British design firm, Splinterworks (Bath, UK) has made a mark in the watershaping world by reimagining waterslides. Taking a truly daring design approach, the company combines form and function into structures that are as much works of sculptural art as they are pieces of poolside play equipment.

By Miles Hartwell and Joanna Needam

When most people think of waterslides, their primary focus is fun. Kids of all ages love waterslides, while as many parents and grandparents like the idea of creating a mini-waterpark experience in their backyards.

At the same time, waterslides have never been known for their aesthetic value. They are, at best, an awkward looking appendage that some people consider an eyesore. Many watershapers and landscape architects are reluctant to include slides because of their appearance, and only do so when a client insists.

At Splinterworks, we set out to challenge that status quo.  

After years of product development, we now create slides that are decidedly sculptural in appearance. We are often told that these fun features are unlike anything anyone has ever seen. No one had ever tried to elevate slides into the realm of contemporary art.

Fortunately for us, we’ve discovered a very specialized niche where discerning clients want something no one else has. Far more than a novelty, our products have gained widespread attention and a growing list of satisfied customers. It’s been a largely unexpected journey, one that’s required ongoing adaptation.

Photo by Neil Landino. A truly sculptural shape, resembling a knot, Tryst’s looping curves provide a thrilling ride and sculptural highlight.

Here’s how it happened.  


Our company was established in 2009 with design-driven mission that was, and remains, creating objects that are both artistically inspired and fun to use. In our own unusual way, we work to enhance people’s daily lives with designs that successfully marry form and function.

Slides were not our initial focus. We started off making what we called “sculptural kitchens,” an idea that didn’t really gain much traction in the market. The Great Recession had hit, temporarily turning the world economy upside down — making it tough selling people, even wealthy ones, on new ideas that cost a lot of money.

We soldiered on and became ever more creative in our designs, seizing various opportunities that came our way, including the opportunity to use the facilities at a Formula 1 race car manufacturing studio in their low-season when they are not busy making chassis.  We designed a carbon-fiber hammock bath, that is baked in the same autoclave the sections of these incredibly light car parts are made in.  It’s been a constant evolution, although our intuitive design philosophy has remained the same.

[LISTED ENTRIES]
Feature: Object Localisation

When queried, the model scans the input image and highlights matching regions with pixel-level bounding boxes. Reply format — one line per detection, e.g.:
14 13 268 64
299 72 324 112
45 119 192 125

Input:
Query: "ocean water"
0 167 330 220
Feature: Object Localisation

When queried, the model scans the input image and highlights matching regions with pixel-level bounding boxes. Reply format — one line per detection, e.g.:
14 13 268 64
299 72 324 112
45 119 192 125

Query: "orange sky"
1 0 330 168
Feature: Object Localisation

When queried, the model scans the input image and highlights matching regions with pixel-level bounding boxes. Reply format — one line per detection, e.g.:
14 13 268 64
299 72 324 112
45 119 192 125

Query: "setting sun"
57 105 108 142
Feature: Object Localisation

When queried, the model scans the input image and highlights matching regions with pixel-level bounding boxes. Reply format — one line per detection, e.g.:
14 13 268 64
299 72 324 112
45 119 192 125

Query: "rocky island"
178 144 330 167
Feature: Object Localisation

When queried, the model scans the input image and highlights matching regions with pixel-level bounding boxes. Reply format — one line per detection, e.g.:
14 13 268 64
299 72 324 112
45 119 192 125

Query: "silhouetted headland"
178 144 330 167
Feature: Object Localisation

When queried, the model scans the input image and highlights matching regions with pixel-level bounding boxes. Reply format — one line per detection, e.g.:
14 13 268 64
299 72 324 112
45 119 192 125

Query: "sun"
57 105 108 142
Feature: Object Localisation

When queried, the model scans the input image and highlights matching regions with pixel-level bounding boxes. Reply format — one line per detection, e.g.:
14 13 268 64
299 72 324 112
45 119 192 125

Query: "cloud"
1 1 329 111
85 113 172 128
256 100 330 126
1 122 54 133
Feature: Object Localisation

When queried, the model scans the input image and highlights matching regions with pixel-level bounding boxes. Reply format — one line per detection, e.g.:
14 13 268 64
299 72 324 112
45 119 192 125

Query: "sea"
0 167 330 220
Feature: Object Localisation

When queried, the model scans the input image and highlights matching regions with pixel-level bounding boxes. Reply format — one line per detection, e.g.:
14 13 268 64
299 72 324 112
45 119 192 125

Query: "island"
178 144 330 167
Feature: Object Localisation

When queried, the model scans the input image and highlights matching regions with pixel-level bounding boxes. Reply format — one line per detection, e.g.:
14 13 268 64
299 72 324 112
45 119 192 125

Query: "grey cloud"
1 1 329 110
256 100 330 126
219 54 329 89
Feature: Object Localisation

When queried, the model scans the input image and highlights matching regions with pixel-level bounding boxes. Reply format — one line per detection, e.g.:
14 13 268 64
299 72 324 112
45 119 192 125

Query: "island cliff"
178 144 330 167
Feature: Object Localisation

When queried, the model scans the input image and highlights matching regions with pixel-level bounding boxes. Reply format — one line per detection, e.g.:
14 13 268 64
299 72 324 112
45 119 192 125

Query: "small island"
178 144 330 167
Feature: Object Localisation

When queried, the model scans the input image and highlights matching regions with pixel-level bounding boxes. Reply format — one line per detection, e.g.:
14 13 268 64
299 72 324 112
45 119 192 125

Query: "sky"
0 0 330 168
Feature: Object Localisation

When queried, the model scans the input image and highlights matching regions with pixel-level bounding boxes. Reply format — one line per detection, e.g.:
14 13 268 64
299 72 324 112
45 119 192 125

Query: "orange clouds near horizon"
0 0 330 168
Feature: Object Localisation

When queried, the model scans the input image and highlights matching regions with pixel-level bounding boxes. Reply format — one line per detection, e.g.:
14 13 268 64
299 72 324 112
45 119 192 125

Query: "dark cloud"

[EXERCISES TO COMPLETE]
[A] Please recast the paragraph beginning "Slides were not our initial focus" in the Splinterworks waterslide article as a brief bulleted list that keeps its main facts.
[B] Carry on the Splinterworks waterslide article from its last sentence, keeping the same first-person voice.

[ANSWERS IN ORDER]
[A]
- Slides were not the company's first focus. It began by making "sculptural kitchens."
- That idea gained little traction in the market.
- The Great Recession had temporarily turned the world economy upside down, so expensive new ideas were hard to sell, even to wealthy people.

[B]
One of two new slides for 2023, the Apex has two fin-like support legs, which add intrigue from various angles. 

It’s been a step-by-step process where one commission has led to another. In 2015 we developed our first slide.  We were designing bespoke furniture for a client in the US, who had a pool.  Their kids desperately wanted a slide, but they were naturally wary of ruining their beautifully landscaped pool area. 

We offered to make them one that would hopefully enhance rather than detract from their stunning surroundings. We created a sculptural cantilevered metallic copper slide, that burst from the deck like a shoot of water. 

Unfortunately, translating the inches-thick bible of US safety codes into slides, meant we had to add an overhead handrail at the top of the slide, which was necessary, but aesthetically we would have preferred it wasn’t there. 

The slide was so well received, and understanding the unique product we could potentially offer, we took a two-year pause to work out how to translate these codes into sculptural slides. 

We had a mission to create slides that were the antithesis of utilitarian and devoid of the structural armature. We wanted them to be sculptural highlights in their own right, but also a fun ride with the speed and turns to excite kids and big kids alike!  

Another new slide, Riven features undulating ribbons of patinated copper that synergize with the boulders, mountains and planting of this Desert House landscape.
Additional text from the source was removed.